**** Material provided
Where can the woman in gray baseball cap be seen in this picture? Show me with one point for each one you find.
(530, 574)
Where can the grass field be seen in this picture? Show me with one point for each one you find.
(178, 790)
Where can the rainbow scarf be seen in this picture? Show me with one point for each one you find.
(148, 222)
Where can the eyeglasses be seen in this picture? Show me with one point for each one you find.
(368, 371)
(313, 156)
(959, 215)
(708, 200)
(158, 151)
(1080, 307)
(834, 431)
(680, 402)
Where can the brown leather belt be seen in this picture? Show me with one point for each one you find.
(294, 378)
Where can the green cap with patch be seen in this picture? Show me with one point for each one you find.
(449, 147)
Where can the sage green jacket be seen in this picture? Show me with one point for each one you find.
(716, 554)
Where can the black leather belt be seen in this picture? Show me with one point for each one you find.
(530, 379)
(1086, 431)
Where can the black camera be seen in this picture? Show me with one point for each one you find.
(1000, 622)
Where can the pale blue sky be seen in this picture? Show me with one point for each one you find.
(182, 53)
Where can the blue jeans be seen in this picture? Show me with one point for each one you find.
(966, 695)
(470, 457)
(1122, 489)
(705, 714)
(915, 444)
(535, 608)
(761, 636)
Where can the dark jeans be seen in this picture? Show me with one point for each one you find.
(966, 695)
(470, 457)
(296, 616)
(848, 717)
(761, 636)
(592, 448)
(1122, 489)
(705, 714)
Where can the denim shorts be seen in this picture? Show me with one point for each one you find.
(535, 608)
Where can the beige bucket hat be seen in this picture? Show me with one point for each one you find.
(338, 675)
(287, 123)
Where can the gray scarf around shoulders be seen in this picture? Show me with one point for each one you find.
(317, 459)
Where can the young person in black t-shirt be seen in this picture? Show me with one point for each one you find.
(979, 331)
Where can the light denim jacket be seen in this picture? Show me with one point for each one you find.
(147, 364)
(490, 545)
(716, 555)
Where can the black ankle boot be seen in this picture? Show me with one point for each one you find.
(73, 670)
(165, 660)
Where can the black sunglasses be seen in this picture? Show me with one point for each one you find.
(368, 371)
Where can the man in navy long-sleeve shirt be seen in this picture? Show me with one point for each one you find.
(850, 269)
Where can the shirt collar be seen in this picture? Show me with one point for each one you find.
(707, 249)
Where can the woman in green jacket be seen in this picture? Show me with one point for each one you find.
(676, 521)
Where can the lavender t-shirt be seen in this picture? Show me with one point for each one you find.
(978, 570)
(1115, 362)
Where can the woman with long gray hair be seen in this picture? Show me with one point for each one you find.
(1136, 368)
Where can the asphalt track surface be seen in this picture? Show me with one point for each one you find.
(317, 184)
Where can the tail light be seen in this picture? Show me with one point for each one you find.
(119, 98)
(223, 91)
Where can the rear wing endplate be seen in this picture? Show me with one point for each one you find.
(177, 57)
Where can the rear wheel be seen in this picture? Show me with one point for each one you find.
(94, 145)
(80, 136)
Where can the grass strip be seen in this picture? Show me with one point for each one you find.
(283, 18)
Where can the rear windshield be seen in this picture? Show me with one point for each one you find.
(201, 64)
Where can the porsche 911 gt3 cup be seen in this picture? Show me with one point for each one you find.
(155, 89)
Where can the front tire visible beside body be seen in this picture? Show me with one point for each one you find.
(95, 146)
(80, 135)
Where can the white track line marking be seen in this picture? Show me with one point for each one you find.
********
**Requirement**. Each record must be returned in full and exactly.

**Answer for the task**.
Where can the woman in gray baseball cap be seen in this picture? Show me with one point for each one you find.
(530, 574)
Where can the grass field be seen in this picture? Show me with one point for each one you find.
(178, 790)
Where can the rainbow scarf be seen in this picture? Show me with one point for each one you find.
(148, 222)
Where can the eyeglasses be seen in this picture? Show me with one point for each one you find.
(368, 371)
(313, 156)
(959, 215)
(708, 200)
(158, 151)
(1080, 307)
(834, 431)
(680, 402)
Where can the brown leather belt be seen in this picture? Show me with one point for each one you find.
(294, 378)
Where can the green cap with patch be seen in this picture? Show me with one point for each one you find.
(449, 147)
Where can the sage green jacket be seen in this picture? Show me with one point for each one you find.
(716, 554)
Where can the black leather belt be seen in this picture? Show me with one point for each one you find.
(530, 379)
(1086, 431)
Where can the black camera be seen in this picture? Show me with one point for each one you find.
(1000, 622)
Where can the pale blue sky be seen in this picture? Show me with one point for each one you find.
(182, 53)
Where can the blue jeans be seen in this picture? Show me with one point for each one you find.
(966, 695)
(470, 457)
(1122, 489)
(705, 714)
(915, 444)
(535, 608)
(761, 636)
Where can the dark jeans be seen in this picture? Show me with one point for each one you find.
(966, 695)
(470, 457)
(296, 616)
(848, 717)
(761, 636)
(592, 448)
(1122, 489)
(705, 714)
Where can the denim shorts be seen in this picture? Show me with one point for each one you find.
(535, 608)
Where can the beige bucket hat be seen in this picture? Show me with one point for each one you find.
(338, 675)
(287, 123)
Where can the gray scarf around shoulders be seen in this picture? Show me with one point for each one you find.
(317, 459)
Where can the young person in black t-shirt be seen in this picture? Show me with one point for each one you find.
(979, 331)
Where can the light denim jacket be seen in this picture? Show me with one point for each one you find.
(147, 364)
(490, 545)
(716, 555)
Where can the black ankle boot be seen in this picture? Show me with one point for each one you find.
(73, 670)
(165, 660)
Where can the black sunglasses be seen in this picture? Show me with one point for each one you find.
(368, 371)
Where can the man in navy long-sleeve shirt be seen in this picture? Show me with one point for each one you find.
(850, 269)
Where can the shirt collar be seen in this picture? Show me with one point for each one you find.
(707, 249)
Where can the woman in green jacket be seen in this picture? Show me with one point for each one you find.
(676, 521)
Where can the lavender t-shirt be seen in this picture? Show me with one point for each one you find.
(978, 570)
(1115, 362)
Where can the woman with long gray hair be seen in this picture? Show me with one point for each one you find.
(1136, 368)
Where can the asphalt track surface be seen in this picture? Show me with one point for each one you find.
(317, 184)
Where can the tail light be seen in this picture? Show me with one point for each one you find.
(119, 98)
(223, 91)
Where can the rear wing endplate be seen in this picture? Show me with one point for each one you find.
(177, 57)
Where can the rear wheel be seen in this picture? Show me with one point for each one you find.
(94, 145)
(80, 136)
Where can the grass strip be seen in this picture? Show me with one point for each one you find.
(283, 18)
Where can the rear windshield be seen in this picture? Show me with one point for each one you find.
(201, 64)
Where can the porsche 911 gt3 cup be seen in this picture? Show me with one point for each one you find.
(155, 89)
Where can the front tire visible beside body be seen in this picture? Show me with one point for each one you find.
(95, 146)
(80, 135)
Where can the white track line marking be seen in this picture? Show me with one point for each one you find.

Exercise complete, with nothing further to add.